Start of Task data

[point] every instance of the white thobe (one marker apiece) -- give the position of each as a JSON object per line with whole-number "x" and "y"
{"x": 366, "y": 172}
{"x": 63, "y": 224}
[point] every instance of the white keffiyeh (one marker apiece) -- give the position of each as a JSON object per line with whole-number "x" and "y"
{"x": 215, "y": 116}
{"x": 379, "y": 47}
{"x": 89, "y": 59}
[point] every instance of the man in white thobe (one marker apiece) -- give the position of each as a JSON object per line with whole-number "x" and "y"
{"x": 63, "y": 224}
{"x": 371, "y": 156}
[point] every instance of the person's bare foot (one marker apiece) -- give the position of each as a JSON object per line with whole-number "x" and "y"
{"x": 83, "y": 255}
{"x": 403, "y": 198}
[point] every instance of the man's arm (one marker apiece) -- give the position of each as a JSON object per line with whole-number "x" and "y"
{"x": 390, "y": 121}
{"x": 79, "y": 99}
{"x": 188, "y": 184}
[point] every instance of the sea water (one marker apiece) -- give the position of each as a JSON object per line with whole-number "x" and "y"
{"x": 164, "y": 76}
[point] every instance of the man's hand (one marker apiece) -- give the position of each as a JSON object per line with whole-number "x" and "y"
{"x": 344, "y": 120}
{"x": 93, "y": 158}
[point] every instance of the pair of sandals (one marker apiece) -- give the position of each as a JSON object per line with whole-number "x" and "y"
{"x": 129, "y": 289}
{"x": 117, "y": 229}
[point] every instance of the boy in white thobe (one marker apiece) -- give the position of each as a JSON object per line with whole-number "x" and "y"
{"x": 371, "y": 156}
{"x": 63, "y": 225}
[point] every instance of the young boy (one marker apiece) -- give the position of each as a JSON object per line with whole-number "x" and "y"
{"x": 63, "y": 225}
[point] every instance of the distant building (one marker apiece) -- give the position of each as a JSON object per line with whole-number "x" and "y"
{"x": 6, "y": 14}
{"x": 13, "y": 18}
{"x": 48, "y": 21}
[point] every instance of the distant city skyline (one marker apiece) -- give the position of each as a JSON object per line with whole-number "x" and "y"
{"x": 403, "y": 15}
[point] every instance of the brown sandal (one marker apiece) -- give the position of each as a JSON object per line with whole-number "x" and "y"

End of Task data

Problem requirements — All of the entries above should be written out again exactly.

Result of this task —
[point] every instance of the white thobe (one marker apiece) -- give the position of each as a JSON object per line with whole-number "x" and "y"
{"x": 366, "y": 172}
{"x": 63, "y": 224}
[point] every instance of the white keffiyeh (one marker apiece) -- give the position of each as a JSON object per line with whole-number "x" and "y"
{"x": 215, "y": 116}
{"x": 379, "y": 47}
{"x": 89, "y": 59}
[point] every instance of the man in white thobe (one marker apiece) -- give the position of each as a JSON object per line with whole-number "x" and "y"
{"x": 63, "y": 224}
{"x": 371, "y": 156}
[point] every instance of the person's bare foot (one marker apiece) -- give the position of each as a JSON object per line with whole-number "x" and "y"
{"x": 83, "y": 255}
{"x": 403, "y": 198}
[point] every instance of the man's arm (one marker apiece) -- give the position of each as a JSON object per line with whole-number "x" and "y"
{"x": 390, "y": 121}
{"x": 79, "y": 99}
{"x": 188, "y": 184}
[point] every instance of the sea water (one marker apiece) -- give the position of each as a JSON object per line with whole-number "x" and "y"
{"x": 164, "y": 76}
[point] every instance of the man's hand (one marker apiece) -- give the position of each as a JSON object per line with whole-number "x" and "y"
{"x": 344, "y": 120}
{"x": 93, "y": 158}
[point] every instance of the pair of sandals (one marker apiece) -- give the position of each as a JSON object per line with whole-number "x" and "y"
{"x": 129, "y": 289}
{"x": 117, "y": 229}
[point] every instance of the boy in white thobe (one marker apiece) -- give the position of each as a JSON object per line with whole-number "x" and "y"
{"x": 371, "y": 156}
{"x": 63, "y": 225}
[point] every instance of the young boy (one marker apiece) -- give the position of each as a JSON object per line with whole-number "x" and "y"
{"x": 63, "y": 225}
[point] every instance of the distant building (one marker apiece) -- give the position of each as a JSON object per line with whole-number "x" and "y"
{"x": 6, "y": 14}
{"x": 13, "y": 18}
{"x": 48, "y": 21}
[point] every instance of the distant city skyline (one marker apiece) -- give the position of each as a JSON object per line with whole-number "x" and "y"
{"x": 403, "y": 15}
[point] every instance of the brown sandal (one marker apiece) -- give the position of each as a JSON object per line with whole-number "x" and "y"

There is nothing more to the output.